Aim: Filter the rows below, keeping only the lines that contain the word "grass".

[Items drawn from a data source]
------------------------------------------------
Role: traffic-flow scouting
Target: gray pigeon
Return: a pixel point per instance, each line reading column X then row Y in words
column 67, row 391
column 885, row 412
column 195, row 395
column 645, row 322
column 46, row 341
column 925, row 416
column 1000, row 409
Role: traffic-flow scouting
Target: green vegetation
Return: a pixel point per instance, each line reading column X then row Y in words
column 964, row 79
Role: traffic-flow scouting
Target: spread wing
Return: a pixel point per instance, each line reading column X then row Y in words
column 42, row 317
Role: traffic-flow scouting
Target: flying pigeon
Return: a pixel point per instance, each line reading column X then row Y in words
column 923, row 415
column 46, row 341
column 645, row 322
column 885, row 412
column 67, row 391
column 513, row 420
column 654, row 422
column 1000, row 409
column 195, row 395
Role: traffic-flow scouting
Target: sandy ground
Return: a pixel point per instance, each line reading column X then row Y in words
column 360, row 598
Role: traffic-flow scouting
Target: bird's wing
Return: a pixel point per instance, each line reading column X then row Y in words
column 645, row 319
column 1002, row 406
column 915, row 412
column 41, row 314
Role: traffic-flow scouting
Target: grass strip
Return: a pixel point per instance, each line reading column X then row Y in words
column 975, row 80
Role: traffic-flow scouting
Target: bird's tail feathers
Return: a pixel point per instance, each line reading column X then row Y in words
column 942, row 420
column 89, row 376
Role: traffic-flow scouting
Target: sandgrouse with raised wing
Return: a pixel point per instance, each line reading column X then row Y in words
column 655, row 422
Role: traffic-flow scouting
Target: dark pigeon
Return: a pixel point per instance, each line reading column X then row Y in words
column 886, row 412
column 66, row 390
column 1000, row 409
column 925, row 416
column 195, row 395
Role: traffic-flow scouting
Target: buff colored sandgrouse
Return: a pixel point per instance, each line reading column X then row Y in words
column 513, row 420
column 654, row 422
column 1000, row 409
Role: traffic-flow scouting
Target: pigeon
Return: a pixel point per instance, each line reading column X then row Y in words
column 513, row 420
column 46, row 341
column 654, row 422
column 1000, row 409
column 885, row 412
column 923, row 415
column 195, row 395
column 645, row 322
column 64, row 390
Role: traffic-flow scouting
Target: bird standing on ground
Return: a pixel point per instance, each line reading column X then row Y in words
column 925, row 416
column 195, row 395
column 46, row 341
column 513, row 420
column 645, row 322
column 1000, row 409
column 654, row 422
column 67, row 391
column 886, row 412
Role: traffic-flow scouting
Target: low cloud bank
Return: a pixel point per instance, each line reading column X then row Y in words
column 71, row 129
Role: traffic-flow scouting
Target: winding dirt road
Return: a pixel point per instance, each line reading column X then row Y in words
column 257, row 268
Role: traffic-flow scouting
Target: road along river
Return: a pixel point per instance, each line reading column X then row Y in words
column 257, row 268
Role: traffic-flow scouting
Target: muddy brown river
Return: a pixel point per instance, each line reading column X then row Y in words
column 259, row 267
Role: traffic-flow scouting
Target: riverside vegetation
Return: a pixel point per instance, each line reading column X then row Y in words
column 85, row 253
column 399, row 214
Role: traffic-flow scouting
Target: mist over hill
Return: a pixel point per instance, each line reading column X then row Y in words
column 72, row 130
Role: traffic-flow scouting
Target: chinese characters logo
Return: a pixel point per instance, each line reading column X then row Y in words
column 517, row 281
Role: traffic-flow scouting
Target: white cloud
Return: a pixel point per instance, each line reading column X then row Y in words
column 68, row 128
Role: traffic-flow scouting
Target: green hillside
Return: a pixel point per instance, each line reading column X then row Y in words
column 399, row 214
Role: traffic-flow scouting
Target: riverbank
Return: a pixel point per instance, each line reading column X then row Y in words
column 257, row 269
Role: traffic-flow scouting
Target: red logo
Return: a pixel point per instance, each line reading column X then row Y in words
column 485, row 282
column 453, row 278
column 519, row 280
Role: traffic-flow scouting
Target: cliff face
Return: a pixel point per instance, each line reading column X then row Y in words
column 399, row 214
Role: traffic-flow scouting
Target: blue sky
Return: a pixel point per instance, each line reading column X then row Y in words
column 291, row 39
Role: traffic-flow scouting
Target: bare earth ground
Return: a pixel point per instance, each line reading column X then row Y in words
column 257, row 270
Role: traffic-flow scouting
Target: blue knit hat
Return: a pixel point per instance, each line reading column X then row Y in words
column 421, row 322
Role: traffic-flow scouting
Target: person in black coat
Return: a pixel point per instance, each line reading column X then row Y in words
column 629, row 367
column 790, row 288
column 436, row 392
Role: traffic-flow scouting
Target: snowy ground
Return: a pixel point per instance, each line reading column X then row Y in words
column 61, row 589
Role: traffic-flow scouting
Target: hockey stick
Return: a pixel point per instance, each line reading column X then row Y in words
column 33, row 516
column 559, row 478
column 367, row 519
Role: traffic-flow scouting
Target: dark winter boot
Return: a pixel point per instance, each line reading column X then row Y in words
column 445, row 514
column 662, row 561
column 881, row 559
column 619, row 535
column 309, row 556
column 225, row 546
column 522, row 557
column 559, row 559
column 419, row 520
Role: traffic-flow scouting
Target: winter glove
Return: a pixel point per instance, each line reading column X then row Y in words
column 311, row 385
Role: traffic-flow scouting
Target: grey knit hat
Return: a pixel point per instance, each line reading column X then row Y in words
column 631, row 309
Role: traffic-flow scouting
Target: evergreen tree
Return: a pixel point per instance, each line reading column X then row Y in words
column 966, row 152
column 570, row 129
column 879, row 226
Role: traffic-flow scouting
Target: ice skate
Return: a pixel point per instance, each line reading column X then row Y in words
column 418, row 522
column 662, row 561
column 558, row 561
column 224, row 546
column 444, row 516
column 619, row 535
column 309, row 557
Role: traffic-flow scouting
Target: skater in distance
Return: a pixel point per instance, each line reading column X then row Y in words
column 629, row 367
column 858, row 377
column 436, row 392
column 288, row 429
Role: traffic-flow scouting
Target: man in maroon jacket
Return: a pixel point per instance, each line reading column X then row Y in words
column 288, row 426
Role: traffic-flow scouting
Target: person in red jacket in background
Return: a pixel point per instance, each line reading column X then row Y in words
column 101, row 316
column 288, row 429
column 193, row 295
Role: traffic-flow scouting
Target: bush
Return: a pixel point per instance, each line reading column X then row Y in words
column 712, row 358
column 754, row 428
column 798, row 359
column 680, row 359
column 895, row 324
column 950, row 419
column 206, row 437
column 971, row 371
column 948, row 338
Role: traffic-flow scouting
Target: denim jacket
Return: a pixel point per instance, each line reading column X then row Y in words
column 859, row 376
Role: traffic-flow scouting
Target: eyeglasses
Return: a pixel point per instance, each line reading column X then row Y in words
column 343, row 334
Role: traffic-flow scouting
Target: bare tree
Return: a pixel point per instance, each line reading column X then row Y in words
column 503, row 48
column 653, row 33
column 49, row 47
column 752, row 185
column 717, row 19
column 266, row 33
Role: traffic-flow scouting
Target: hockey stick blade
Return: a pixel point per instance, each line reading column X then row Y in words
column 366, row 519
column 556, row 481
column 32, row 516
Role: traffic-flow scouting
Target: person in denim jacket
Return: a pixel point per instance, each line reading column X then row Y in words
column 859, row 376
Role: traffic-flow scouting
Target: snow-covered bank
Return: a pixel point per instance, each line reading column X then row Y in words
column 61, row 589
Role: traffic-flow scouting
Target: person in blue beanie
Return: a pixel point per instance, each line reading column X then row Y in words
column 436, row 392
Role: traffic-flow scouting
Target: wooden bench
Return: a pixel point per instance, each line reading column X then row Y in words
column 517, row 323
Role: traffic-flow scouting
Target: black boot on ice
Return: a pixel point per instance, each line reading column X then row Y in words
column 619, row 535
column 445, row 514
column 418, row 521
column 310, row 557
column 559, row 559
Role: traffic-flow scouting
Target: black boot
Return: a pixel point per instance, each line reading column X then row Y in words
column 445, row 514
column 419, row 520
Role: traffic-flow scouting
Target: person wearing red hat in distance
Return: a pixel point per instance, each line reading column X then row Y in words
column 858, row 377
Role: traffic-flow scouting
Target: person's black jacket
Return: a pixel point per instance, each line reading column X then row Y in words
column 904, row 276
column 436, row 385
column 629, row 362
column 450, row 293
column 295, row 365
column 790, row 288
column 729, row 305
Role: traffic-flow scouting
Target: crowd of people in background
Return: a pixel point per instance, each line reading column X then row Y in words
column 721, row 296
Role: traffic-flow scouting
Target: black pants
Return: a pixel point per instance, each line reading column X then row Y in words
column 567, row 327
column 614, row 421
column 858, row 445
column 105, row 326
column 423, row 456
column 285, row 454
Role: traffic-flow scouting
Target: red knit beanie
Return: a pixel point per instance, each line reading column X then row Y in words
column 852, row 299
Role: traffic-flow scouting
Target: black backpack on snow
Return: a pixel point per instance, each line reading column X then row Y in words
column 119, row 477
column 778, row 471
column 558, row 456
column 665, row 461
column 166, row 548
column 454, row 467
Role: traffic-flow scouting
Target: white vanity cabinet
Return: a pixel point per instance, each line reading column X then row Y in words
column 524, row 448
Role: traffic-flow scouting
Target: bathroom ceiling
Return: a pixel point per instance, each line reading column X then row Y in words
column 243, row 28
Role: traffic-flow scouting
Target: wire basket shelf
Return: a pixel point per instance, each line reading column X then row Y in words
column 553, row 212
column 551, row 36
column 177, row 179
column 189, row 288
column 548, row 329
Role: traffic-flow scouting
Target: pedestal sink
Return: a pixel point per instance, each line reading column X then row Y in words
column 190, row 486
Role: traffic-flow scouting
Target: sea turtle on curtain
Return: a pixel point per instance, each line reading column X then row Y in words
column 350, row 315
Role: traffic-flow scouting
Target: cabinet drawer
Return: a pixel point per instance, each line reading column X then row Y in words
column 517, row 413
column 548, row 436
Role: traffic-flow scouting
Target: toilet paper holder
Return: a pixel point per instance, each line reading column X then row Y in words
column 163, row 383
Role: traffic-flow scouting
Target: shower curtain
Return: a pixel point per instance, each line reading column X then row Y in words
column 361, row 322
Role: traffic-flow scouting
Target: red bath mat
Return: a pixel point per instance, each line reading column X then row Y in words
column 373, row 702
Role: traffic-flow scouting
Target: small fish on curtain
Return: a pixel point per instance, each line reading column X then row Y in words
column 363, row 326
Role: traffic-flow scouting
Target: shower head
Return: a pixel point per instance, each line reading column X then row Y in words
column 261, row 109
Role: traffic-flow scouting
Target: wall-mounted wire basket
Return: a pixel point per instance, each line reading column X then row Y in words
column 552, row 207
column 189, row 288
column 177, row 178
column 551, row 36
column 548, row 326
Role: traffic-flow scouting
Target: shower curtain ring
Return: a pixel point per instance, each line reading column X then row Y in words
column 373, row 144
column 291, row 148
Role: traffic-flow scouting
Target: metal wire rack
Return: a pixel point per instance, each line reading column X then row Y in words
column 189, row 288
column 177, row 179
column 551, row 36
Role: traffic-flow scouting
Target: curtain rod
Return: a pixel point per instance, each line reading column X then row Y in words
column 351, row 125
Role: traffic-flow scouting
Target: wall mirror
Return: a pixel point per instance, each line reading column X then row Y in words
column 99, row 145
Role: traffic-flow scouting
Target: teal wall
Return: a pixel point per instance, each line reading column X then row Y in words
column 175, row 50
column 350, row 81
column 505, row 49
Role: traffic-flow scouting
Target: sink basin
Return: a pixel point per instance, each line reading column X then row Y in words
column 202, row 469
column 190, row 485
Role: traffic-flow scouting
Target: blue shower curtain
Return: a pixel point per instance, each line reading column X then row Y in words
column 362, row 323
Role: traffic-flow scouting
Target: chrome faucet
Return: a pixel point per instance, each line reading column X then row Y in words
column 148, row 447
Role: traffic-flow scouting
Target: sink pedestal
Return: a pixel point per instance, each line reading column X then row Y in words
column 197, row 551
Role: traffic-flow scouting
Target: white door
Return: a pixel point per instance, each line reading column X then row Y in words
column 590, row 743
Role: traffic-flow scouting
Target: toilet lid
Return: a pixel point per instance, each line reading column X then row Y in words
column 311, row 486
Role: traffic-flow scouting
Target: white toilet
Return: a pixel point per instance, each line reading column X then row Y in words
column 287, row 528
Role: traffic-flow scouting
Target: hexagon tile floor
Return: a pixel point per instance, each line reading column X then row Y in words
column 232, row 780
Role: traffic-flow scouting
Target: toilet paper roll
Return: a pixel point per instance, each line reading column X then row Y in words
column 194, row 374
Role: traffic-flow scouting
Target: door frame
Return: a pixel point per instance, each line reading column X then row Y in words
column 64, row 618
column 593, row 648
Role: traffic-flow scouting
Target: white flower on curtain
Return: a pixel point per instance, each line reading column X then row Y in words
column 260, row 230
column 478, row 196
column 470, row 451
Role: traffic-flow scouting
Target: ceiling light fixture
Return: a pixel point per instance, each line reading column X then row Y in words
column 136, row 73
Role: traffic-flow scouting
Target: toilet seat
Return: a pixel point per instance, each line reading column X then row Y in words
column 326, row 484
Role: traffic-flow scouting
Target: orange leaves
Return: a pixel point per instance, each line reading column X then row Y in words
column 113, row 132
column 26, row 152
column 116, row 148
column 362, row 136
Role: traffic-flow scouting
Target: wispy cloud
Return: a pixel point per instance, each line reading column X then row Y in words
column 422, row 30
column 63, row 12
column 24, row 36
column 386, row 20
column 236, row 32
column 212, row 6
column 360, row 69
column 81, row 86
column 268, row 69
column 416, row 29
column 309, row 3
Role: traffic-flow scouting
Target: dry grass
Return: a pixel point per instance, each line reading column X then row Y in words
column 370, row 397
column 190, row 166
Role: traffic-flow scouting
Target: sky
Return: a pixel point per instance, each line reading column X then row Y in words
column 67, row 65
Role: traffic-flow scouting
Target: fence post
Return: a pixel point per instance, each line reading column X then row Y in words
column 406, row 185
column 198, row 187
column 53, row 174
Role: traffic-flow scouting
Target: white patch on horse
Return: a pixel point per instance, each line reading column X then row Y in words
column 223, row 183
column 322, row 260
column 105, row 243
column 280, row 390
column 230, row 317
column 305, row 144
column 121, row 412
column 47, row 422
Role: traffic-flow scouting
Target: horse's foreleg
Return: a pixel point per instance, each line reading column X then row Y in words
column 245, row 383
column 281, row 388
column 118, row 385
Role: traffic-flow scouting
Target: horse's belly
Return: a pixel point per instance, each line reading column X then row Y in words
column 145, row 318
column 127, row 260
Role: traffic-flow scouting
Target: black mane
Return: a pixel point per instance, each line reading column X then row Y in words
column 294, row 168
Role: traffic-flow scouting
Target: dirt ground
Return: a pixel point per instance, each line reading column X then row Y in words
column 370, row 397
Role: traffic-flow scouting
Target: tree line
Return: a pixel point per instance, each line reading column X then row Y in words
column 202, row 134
------------------------------------------------
Complete answer:
Target: grass strip
Target: dry grass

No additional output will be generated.